### Exercise
Which functions are called in the code lines of the excerpt? List each by name.

### Excerpt
^^^^

Let's say we make the change as you suggest above.  Then we have:

+---------------------+
| union xfs_btree_key |
+----------+----------+
| rmap[0]  | rmap[1]  |
+----------+----------+

Now we go declaring one on the stack:

union xfs_btree_key x;
union xfs_btree_key *lkey = &x;

------------------------------------------
stack | x.rmap[0] | x.rmap[1] | more stack
------------------------------------------
      ^
      +- lkey

Now let's get the high key:

union xfs_btree_key *hkey = xfs_btree_high_key_from_key(cur, lkey);

------------------------------------------
stack | x.rmap[0] | x.rmap[1] | more stack
------------------------------------------
      ^           ^
      +- lkey     +- hkey

cur->bc_ops->init_high_key_from_rec(&rec_hkey, rec);
if (cur->bc_ops->diff_two_keys(cur, hkey, &rec_hkey) > 0)
	do_stuff();

Oh, but hkey is a union xfs_btree_key *, so we can erroneously view
memory like this:

------------------------------------------
stack | x.rmap[0] | x.rmap[1] | more stack
------------------------------------------
                  ^           ^
    hkey.rmap[0] -+           +- hkey.rmap[1] (eeeek!!!)

xfs_btree_copy_keys(cur, ckp, hkey, 1);		// eeeek!!

So if we forget that hkey is a pointer to a high key and try to access
the high key, we've wandered off into the stack somewhere.  Unfortunately,
there's no way for the compiler to check that we're not taking the high
key of a high key.

^^^^

### Dataset extract
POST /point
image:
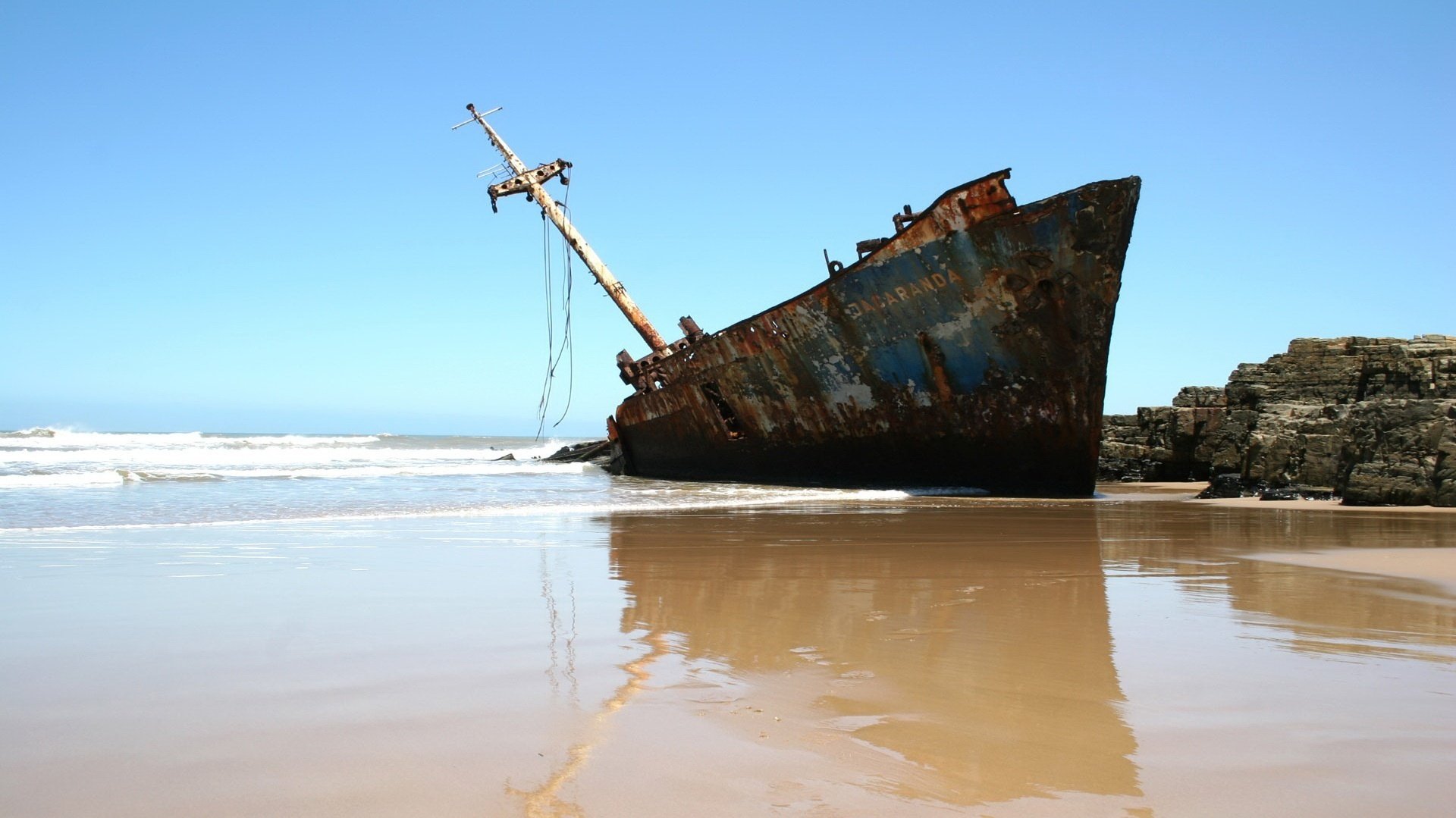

^^^^

### Full output
- xfs_btree_high_key_from_key
- init_high_key_from_rec
- diff_two_keys
- do_stuff
- xfs_btree_copy_keys